╭──
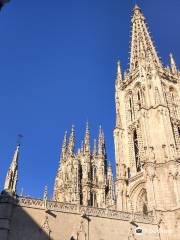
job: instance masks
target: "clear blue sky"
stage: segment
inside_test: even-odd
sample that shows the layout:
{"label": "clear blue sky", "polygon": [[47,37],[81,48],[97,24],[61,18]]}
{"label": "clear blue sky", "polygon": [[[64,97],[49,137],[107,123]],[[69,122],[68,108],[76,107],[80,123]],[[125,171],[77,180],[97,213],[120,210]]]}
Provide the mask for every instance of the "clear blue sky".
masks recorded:
{"label": "clear blue sky", "polygon": [[[180,1],[139,0],[165,64],[180,65]],[[128,66],[132,0],[12,0],[0,13],[0,187],[18,133],[18,191],[52,194],[64,131],[102,124],[114,163],[116,62]]]}

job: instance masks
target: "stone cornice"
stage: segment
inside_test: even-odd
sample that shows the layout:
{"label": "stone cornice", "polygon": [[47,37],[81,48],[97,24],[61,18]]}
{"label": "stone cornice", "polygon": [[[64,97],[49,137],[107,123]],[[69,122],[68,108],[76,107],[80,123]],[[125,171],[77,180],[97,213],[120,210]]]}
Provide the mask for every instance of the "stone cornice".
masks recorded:
{"label": "stone cornice", "polygon": [[[43,201],[30,197],[0,196],[1,203],[10,203],[20,207],[35,208],[39,210],[49,210],[53,212],[63,212],[71,214],[86,214],[91,217],[108,218],[122,221],[131,221],[132,214],[128,212],[120,212],[107,208],[86,207],[69,203],[61,203],[56,201]],[[141,214],[134,215],[134,221],[144,224],[155,224],[152,216],[144,216]]]}

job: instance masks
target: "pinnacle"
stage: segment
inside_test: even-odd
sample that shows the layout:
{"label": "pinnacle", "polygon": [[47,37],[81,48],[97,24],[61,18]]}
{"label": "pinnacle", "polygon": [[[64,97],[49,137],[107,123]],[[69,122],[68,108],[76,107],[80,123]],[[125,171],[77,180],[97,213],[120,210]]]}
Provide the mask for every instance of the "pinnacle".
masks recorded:
{"label": "pinnacle", "polygon": [[136,11],[136,10],[141,11],[141,8],[137,5],[137,3],[135,4],[133,11]]}

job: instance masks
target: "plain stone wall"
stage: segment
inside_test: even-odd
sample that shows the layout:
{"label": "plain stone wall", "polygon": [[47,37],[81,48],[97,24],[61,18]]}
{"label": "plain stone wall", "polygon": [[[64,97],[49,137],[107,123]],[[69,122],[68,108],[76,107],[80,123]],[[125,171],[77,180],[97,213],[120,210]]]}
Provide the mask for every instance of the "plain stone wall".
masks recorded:
{"label": "plain stone wall", "polygon": [[[48,231],[40,231],[46,216],[48,216],[51,230],[50,238],[47,234]],[[87,235],[85,238],[84,233],[81,232],[81,238],[78,240],[128,240],[132,226],[128,221],[101,217],[89,217],[89,219],[90,221],[87,221],[79,214],[62,212],[46,214],[41,209],[15,206],[8,240],[70,240],[71,236],[76,239],[82,221],[83,230]],[[155,225],[139,223],[139,226],[144,230],[144,234],[142,236],[136,235],[137,240],[159,239]]]}

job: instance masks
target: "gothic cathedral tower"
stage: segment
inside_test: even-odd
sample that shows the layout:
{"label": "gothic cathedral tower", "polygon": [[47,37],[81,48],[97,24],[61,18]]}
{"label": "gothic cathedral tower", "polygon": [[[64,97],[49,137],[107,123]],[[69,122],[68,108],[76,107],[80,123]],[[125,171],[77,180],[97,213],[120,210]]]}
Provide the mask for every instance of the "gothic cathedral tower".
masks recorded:
{"label": "gothic cathedral tower", "polygon": [[[129,70],[116,80],[117,210],[170,212],[180,207],[180,72],[157,55],[135,6]],[[175,216],[175,215],[173,215]]]}

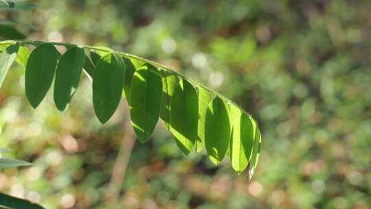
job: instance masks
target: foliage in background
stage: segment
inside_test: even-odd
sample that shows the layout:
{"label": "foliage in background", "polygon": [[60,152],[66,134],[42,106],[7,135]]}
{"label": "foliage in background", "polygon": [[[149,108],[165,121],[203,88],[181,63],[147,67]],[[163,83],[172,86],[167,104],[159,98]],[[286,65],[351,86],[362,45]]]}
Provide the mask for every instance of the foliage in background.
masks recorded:
{"label": "foliage in background", "polygon": [[[183,157],[157,129],[134,147],[122,207],[371,204],[368,1],[38,3],[0,18],[23,24],[37,16],[25,32],[30,39],[113,46],[155,60],[241,104],[260,124],[264,147],[251,182],[223,166],[228,161],[215,166],[203,155]],[[35,166],[5,170],[0,188],[46,208],[104,207],[126,107],[102,127],[89,104],[91,83],[82,79],[63,115],[50,93],[32,110],[23,73],[14,66],[0,91],[0,144]]]}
╰──
**THE TASK:** Gather every line of the records that contains the string "stone", matching case exactly.

**THE COMPLETED TASK:**
target: "stone cornice"
{"label": "stone cornice", "polygon": [[47,37],[81,48],[97,24],[61,18]]}
{"label": "stone cornice", "polygon": [[[64,97],[49,137],[107,123]],[[69,122],[68,108],[76,107],[80,123]],[[125,171],[77,180],[97,213],[120,210]]]}
Provide the mask for every instance of the "stone cornice".
{"label": "stone cornice", "polygon": [[[43,201],[30,197],[0,196],[1,203],[10,203],[20,207],[35,208],[39,210],[49,210],[53,212],[63,212],[71,214],[86,214],[91,217],[108,218],[122,221],[131,221],[132,214],[128,212],[120,212],[107,208],[86,207],[69,203],[61,203],[56,201]],[[141,214],[134,215],[134,221],[144,224],[155,224],[152,216],[144,216]]]}
target: "plain stone wall"
{"label": "plain stone wall", "polygon": [[47,37],[81,48],[97,24],[61,18]]}
{"label": "plain stone wall", "polygon": [[[64,97],[49,137],[107,123]],[[69,122],[68,108],[76,107],[80,123]],[[125,171],[77,180],[97,213],[120,210]]]}
Provide the mask for every instance of the "plain stone wall".
{"label": "plain stone wall", "polygon": [[[48,231],[40,231],[46,216],[48,216],[51,230],[50,238],[47,234]],[[87,235],[85,238],[84,233],[81,232],[81,238],[78,240],[128,240],[132,226],[128,221],[101,217],[89,217],[89,219],[90,221],[87,221],[79,214],[62,212],[46,214],[41,209],[15,206],[8,240],[70,240],[71,236],[76,239],[82,221],[83,230]],[[155,225],[139,223],[139,226],[144,230],[144,234],[142,236],[136,235],[137,240],[159,239]]]}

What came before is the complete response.